Starting at the line that has "Task: locate the blue" and stopping after the last of the items, repeat those lines with "blue sky" swapped for "open sky" and nothing else altered.

╭─ DATA RECORDS

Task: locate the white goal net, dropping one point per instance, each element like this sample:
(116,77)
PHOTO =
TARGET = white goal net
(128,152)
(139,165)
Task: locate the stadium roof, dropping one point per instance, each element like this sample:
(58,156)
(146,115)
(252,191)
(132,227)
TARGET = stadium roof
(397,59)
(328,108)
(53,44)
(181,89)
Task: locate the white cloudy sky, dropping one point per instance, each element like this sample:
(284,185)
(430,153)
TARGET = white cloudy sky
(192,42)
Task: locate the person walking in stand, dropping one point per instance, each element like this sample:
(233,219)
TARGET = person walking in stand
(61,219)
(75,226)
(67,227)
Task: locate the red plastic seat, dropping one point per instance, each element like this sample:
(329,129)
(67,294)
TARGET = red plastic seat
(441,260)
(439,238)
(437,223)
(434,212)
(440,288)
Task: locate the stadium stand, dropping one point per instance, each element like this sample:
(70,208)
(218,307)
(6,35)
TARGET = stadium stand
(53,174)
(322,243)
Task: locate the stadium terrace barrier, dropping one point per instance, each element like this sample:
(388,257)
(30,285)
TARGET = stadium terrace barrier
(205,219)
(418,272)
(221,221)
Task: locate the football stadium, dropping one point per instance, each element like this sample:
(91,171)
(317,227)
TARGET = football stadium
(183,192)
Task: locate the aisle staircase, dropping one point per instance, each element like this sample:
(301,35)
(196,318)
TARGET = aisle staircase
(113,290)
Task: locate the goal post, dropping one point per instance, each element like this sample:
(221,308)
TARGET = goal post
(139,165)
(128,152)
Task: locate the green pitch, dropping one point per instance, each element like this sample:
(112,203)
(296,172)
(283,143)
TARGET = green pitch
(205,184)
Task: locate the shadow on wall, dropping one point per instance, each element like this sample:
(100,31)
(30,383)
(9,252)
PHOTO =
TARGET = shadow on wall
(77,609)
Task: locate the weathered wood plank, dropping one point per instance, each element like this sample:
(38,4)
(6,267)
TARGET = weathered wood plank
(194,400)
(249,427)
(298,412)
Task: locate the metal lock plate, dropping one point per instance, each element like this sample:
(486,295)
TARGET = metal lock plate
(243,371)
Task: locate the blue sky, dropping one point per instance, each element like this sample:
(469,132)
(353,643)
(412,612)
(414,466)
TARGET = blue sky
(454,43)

╰─

■ CORRECT OUTPUT:
Task: locate the open sky, dropping one point per instance, each element like this sample:
(469,132)
(353,643)
(412,612)
(414,466)
TARGET = open sky
(454,43)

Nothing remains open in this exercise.